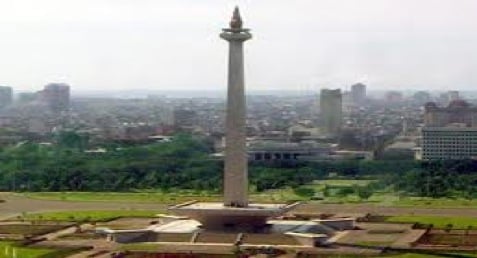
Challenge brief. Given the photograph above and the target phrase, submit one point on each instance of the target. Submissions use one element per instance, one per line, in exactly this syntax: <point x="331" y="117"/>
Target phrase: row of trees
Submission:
<point x="185" y="163"/>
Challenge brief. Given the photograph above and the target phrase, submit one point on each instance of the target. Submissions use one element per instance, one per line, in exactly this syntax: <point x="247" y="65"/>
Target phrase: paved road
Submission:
<point x="355" y="209"/>
<point x="15" y="205"/>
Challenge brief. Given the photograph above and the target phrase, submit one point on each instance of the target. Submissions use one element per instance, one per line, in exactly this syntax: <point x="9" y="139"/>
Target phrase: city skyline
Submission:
<point x="110" y="45"/>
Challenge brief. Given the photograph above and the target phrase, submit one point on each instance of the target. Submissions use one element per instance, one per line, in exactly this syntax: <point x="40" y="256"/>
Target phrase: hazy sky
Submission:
<point x="297" y="44"/>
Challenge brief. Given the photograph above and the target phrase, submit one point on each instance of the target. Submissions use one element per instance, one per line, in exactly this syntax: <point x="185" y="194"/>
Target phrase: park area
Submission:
<point x="68" y="219"/>
<point x="329" y="191"/>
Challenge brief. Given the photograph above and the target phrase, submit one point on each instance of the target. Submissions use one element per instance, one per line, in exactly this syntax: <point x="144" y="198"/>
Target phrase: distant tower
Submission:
<point x="235" y="174"/>
<point x="331" y="112"/>
<point x="6" y="96"/>
<point x="358" y="93"/>
<point x="56" y="96"/>
<point x="453" y="95"/>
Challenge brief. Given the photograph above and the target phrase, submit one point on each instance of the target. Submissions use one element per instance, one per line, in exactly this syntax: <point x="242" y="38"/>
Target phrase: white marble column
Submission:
<point x="236" y="174"/>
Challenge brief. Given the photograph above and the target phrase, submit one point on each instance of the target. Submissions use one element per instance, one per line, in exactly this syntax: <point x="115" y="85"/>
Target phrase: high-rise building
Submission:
<point x="449" y="132"/>
<point x="331" y="110"/>
<point x="184" y="119"/>
<point x="6" y="96"/>
<point x="358" y="93"/>
<point x="56" y="96"/>
<point x="458" y="111"/>
<point x="453" y="95"/>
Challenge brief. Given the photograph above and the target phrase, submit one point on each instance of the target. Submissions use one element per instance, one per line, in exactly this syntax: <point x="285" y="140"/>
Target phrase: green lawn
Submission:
<point x="273" y="195"/>
<point x="91" y="215"/>
<point x="438" y="222"/>
<point x="144" y="197"/>
<point x="433" y="203"/>
<point x="9" y="250"/>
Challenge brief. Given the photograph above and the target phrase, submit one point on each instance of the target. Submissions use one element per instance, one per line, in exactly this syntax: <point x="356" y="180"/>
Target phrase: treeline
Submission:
<point x="185" y="163"/>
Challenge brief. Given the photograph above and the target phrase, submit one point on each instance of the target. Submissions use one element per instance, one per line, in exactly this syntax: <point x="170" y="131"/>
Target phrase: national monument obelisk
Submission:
<point x="235" y="211"/>
<point x="235" y="174"/>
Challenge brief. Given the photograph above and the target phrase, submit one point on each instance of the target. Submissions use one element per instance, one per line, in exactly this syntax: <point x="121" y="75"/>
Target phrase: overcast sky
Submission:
<point x="297" y="44"/>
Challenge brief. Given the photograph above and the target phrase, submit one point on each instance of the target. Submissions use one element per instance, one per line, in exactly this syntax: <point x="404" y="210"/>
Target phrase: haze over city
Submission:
<point x="299" y="45"/>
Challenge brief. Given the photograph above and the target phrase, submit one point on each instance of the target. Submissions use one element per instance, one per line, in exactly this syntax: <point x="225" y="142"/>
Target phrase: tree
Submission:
<point x="364" y="193"/>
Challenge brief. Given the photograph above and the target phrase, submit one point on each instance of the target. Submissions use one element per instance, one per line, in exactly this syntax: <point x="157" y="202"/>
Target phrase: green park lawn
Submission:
<point x="144" y="197"/>
<point x="438" y="222"/>
<point x="10" y="250"/>
<point x="273" y="195"/>
<point x="90" y="215"/>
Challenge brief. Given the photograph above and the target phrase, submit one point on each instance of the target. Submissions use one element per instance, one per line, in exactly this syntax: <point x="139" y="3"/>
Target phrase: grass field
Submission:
<point x="438" y="222"/>
<point x="91" y="215"/>
<point x="144" y="197"/>
<point x="383" y="198"/>
<point x="10" y="250"/>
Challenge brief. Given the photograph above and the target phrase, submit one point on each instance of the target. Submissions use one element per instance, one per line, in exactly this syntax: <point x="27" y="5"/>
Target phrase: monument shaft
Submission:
<point x="236" y="174"/>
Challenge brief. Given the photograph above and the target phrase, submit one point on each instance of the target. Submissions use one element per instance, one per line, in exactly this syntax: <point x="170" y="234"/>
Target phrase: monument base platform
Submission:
<point x="214" y="215"/>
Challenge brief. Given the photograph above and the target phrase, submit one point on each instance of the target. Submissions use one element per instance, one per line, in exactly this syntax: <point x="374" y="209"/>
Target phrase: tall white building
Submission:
<point x="331" y="110"/>
<point x="451" y="142"/>
<point x="449" y="132"/>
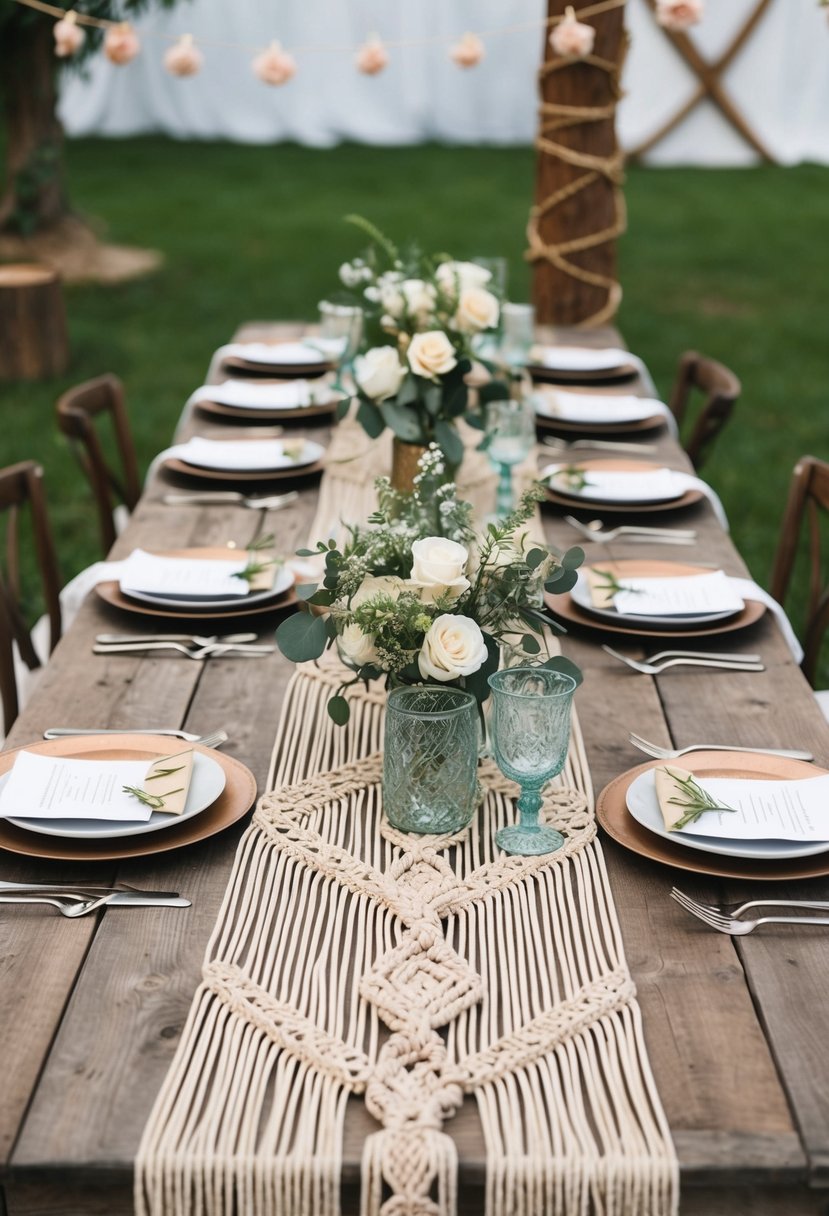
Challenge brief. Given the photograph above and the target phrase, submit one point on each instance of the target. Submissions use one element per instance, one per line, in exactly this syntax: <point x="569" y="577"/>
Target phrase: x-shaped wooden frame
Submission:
<point x="710" y="83"/>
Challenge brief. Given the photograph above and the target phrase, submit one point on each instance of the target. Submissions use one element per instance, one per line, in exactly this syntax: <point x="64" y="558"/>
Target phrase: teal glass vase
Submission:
<point x="430" y="759"/>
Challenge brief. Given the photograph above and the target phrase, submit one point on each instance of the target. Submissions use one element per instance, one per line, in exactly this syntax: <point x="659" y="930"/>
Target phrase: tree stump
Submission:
<point x="33" y="339"/>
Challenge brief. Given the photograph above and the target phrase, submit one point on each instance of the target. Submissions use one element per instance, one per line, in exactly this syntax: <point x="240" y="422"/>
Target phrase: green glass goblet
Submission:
<point x="530" y="728"/>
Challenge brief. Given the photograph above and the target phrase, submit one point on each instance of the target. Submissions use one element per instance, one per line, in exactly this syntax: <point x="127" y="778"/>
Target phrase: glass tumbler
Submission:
<point x="430" y="759"/>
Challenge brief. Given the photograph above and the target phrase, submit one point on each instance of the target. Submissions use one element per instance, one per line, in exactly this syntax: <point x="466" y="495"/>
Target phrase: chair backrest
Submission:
<point x="21" y="487"/>
<point x="720" y="389"/>
<point x="78" y="414"/>
<point x="807" y="502"/>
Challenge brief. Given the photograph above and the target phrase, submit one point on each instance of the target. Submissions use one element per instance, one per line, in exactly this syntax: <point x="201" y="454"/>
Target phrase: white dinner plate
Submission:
<point x="643" y="805"/>
<point x="206" y="786"/>
<point x="282" y="581"/>
<point x="580" y="594"/>
<point x="206" y="459"/>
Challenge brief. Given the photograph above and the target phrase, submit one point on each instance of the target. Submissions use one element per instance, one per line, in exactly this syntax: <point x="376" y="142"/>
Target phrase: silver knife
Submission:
<point x="85" y="889"/>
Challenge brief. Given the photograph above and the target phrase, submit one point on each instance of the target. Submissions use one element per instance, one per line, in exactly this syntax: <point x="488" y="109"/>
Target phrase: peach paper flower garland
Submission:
<point x="68" y="35"/>
<point x="678" y="15"/>
<point x="573" y="39"/>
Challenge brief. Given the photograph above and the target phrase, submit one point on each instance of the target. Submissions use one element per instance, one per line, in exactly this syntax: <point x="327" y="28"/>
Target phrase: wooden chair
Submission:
<point x="78" y="414"/>
<point x="721" y="389"/>
<point x="807" y="502"/>
<point x="21" y="487"/>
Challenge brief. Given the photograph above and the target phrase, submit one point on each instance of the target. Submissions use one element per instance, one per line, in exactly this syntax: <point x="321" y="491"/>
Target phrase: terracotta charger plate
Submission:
<point x="220" y="474"/>
<point x="112" y="595"/>
<point x="560" y="497"/>
<point x="565" y="608"/>
<point x="613" y="815"/>
<point x="237" y="798"/>
<point x="248" y="414"/>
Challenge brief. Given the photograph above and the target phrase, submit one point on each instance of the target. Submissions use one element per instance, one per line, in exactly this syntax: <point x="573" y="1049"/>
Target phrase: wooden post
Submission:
<point x="33" y="341"/>
<point x="579" y="207"/>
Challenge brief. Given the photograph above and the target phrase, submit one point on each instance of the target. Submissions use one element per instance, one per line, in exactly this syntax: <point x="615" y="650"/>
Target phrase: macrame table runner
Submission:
<point x="353" y="962"/>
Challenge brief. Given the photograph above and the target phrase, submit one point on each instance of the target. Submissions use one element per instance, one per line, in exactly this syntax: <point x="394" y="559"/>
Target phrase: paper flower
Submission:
<point x="275" y="66"/>
<point x="184" y="58"/>
<point x="372" y="56"/>
<point x="573" y="39"/>
<point x="678" y="15"/>
<point x="120" y="43"/>
<point x="68" y="35"/>
<point x="468" y="52"/>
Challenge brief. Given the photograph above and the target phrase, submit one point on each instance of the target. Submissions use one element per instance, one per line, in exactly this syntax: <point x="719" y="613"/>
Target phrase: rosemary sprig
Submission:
<point x="154" y="800"/>
<point x="695" y="801"/>
<point x="575" y="477"/>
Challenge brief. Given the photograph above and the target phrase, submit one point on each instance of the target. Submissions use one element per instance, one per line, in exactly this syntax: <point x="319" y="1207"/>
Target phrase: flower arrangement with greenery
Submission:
<point x="418" y="597"/>
<point x="421" y="314"/>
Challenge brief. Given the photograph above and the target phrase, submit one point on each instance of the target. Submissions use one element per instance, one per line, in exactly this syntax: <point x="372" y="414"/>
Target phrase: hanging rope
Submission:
<point x="554" y="117"/>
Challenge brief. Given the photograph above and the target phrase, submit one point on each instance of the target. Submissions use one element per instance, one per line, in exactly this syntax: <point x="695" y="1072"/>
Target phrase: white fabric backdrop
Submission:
<point x="779" y="82"/>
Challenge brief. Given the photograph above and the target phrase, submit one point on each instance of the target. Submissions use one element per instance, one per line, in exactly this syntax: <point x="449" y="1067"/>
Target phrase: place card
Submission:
<point x="184" y="578"/>
<point x="762" y="810"/>
<point x="55" y="788"/>
<point x="693" y="595"/>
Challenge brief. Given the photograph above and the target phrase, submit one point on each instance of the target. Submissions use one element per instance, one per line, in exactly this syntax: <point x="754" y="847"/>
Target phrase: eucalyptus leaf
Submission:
<point x="302" y="637"/>
<point x="404" y="421"/>
<point x="371" y="420"/>
<point x="339" y="710"/>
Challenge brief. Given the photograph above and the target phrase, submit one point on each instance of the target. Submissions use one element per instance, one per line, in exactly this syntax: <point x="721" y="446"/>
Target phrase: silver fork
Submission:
<point x="658" y="753"/>
<point x="737" y="928"/>
<point x="605" y="445"/>
<point x="69" y="905"/>
<point x="739" y="908"/>
<point x="202" y="652"/>
<point x="654" y="669"/>
<point x="270" y="502"/>
<point x="595" y="530"/>
<point x="214" y="739"/>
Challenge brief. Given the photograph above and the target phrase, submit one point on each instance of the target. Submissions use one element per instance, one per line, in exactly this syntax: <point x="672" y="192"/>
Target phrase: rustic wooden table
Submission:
<point x="91" y="1009"/>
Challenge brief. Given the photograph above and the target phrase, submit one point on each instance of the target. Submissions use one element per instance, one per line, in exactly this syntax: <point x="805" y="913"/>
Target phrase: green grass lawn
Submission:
<point x="733" y="263"/>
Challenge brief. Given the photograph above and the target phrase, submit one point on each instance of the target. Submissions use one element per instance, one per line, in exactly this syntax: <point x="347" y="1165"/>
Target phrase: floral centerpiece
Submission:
<point x="418" y="597"/>
<point x="421" y="315"/>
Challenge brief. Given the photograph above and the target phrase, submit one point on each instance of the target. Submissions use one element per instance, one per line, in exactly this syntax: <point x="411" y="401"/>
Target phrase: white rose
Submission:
<point x="356" y="647"/>
<point x="460" y="276"/>
<point x="439" y="567"/>
<point x="377" y="585"/>
<point x="454" y="647"/>
<point x="378" y="372"/>
<point x="478" y="309"/>
<point x="419" y="298"/>
<point x="430" y="354"/>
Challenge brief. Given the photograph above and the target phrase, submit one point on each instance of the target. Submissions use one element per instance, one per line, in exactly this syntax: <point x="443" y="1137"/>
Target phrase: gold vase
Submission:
<point x="404" y="463"/>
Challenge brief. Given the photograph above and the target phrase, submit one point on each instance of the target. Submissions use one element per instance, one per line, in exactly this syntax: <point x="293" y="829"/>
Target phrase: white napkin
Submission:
<point x="636" y="487"/>
<point x="599" y="407"/>
<point x="253" y="395"/>
<point x="191" y="578"/>
<point x="282" y="353"/>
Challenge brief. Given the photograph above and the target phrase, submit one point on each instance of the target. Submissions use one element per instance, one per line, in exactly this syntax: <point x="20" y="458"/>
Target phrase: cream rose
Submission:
<point x="454" y="647"/>
<point x="478" y="309"/>
<point x="378" y="372"/>
<point x="439" y="568"/>
<point x="461" y="276"/>
<point x="356" y="647"/>
<point x="678" y="13"/>
<point x="430" y="354"/>
<point x="377" y="585"/>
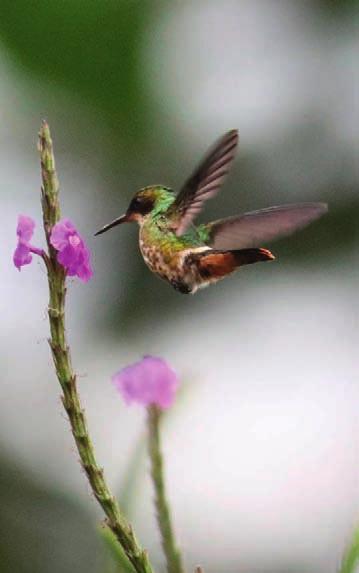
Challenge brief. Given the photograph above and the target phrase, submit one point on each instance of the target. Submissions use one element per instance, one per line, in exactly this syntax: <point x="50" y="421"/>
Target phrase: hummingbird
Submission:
<point x="190" y="256"/>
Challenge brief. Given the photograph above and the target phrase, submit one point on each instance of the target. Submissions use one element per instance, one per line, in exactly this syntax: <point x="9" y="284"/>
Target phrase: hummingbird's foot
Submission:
<point x="180" y="287"/>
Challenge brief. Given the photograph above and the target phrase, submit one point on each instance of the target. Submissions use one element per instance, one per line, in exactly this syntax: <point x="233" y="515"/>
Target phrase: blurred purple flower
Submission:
<point x="25" y="230"/>
<point x="73" y="254"/>
<point x="149" y="381"/>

------------------------------------

◆ WHAT THE TASK ASKS
Precisely the lines between those holding "Target phrase: white rose" and "Target phrase: cream rose", inclusive, are to be reproduced from the listing above, with nothing added.

◆ YOUR RESPONSE
Target phrase: white rose
Submission:
<point x="356" y="647"/>
<point x="460" y="276"/>
<point x="439" y="567"/>
<point x="377" y="585"/>
<point x="454" y="647"/>
<point x="378" y="372"/>
<point x="478" y="309"/>
<point x="419" y="298"/>
<point x="430" y="354"/>
Challenge brief. Given the photograph above and the target phrase, submit one point on each instance of the target. Submissions use one element per instance, one per line, in exactly this syntax: <point x="443" y="1137"/>
Target phrase: gold vase
Submission:
<point x="404" y="463"/>
Challenge brief. Given the photograph above and the target phrase, submit one point on each instance of the target. Submissions use one element per instance, one per line, in exactly this syntax: <point x="293" y="829"/>
Target phrase: white napkin
Submission:
<point x="636" y="487"/>
<point x="599" y="407"/>
<point x="253" y="395"/>
<point x="191" y="578"/>
<point x="282" y="353"/>
Challenge brief. Given the photograph above and the target phrase, submit one point on each instance of the target. Submissions use one element per instance, one per line, in exactly this syntax: <point x="20" y="458"/>
Target phrase: cream rose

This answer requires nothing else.